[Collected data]
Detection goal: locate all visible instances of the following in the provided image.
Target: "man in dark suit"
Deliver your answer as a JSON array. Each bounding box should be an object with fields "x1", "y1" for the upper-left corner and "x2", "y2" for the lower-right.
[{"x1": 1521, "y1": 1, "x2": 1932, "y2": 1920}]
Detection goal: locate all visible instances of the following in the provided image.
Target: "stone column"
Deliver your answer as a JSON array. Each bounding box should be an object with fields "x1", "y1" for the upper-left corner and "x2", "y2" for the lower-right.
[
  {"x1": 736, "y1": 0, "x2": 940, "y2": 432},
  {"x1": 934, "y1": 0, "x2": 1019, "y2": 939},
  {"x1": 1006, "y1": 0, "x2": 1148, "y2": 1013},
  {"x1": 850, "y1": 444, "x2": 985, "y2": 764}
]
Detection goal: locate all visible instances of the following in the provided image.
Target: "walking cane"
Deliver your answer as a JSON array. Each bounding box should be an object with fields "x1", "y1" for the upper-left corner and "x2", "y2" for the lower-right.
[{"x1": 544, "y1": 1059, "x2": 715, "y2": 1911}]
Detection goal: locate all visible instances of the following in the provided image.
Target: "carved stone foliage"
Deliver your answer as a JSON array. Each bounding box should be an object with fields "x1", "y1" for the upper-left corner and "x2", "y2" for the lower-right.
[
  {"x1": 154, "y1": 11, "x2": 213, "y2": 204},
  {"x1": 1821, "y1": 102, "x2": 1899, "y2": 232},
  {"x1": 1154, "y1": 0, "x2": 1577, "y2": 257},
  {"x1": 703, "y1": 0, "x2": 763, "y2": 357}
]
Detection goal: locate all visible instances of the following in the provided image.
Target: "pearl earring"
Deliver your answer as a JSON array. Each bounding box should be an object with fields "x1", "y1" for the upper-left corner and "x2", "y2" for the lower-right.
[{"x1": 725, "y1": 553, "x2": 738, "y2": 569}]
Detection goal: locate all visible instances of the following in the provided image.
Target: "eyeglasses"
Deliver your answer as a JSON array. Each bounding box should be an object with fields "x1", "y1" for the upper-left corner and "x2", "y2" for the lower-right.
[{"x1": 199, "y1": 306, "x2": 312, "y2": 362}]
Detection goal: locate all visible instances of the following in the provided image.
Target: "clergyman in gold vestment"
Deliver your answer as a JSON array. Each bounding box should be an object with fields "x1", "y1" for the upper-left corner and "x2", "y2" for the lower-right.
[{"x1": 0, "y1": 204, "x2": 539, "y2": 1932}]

* _Assigned task_:
An exact copy of every entry is what is needed here.

* _Response to this exercise_:
Detection goal: locate all visible instances of the following in the provided image.
Target: "man in dark suit"
Deliver your answer as a JSON array. Each bounding box should be an object with fields "x1", "y1" for the upper-left corner and "x2", "y2" for the lower-right.
[{"x1": 1521, "y1": 1, "x2": 1932, "y2": 1920}]
Detection goal: locate all visible instances of the following in the provided image.
Target: "stone column"
Deliver your answer as a JSON array. Each bounding box should be an object with fields "x1", "y1" for the upper-left corner and "x2", "y2" for the lower-right.
[
  {"x1": 736, "y1": 0, "x2": 940, "y2": 432},
  {"x1": 934, "y1": 0, "x2": 1019, "y2": 939},
  {"x1": 1006, "y1": 0, "x2": 1148, "y2": 1013},
  {"x1": 850, "y1": 444, "x2": 985, "y2": 764}
]
Detection goal: locate all visible instances of the following in the provided image.
Target: "walking cane"
Deliver your answer as a JSON array. Each bounding box should be an object with fields "x1", "y1" for the upper-left corner and "x2", "y2" for the lower-right.
[{"x1": 544, "y1": 1059, "x2": 715, "y2": 1911}]
Detection goal: locate all visible instances of the following in the provided image.
Target: "carved stone foliage"
Deliver your answer as a JSON array. Each bounding box should be an object with fields "x1", "y1" for the upper-left corner and "x2", "y2" for the lower-right.
[
  {"x1": 154, "y1": 11, "x2": 213, "y2": 204},
  {"x1": 1821, "y1": 102, "x2": 1899, "y2": 232},
  {"x1": 1154, "y1": 0, "x2": 1577, "y2": 257},
  {"x1": 703, "y1": 0, "x2": 763, "y2": 357}
]
Detection goal: locate all visible instances of the following in the provided image.
Target: "pearl earring"
Deliver your answer as a JSON array. Each bounding box should be an object with fields "x1", "y1" for the upper-left corner and "x2", "y2" for the lower-right.
[{"x1": 725, "y1": 553, "x2": 738, "y2": 569}]
Detection goal: locate all visible instances of the following in the provided image.
Target: "eyeglasses"
Deliver your answer as a JSON array. Each bounding box should be an object with fields "x1", "y1" for the upper-left corner and "x2", "y2" for the lower-right.
[{"x1": 199, "y1": 306, "x2": 312, "y2": 362}]
Detection goal: locate all visible instances of the following in the provided image.
Target: "clergyman in gold vestment"
Deliver your answer as a JSON array. Each bounding box should be an object with fields "x1", "y1" for the upper-left corner and "x2", "y2" for the lower-right.
[{"x1": 0, "y1": 204, "x2": 539, "y2": 1932}]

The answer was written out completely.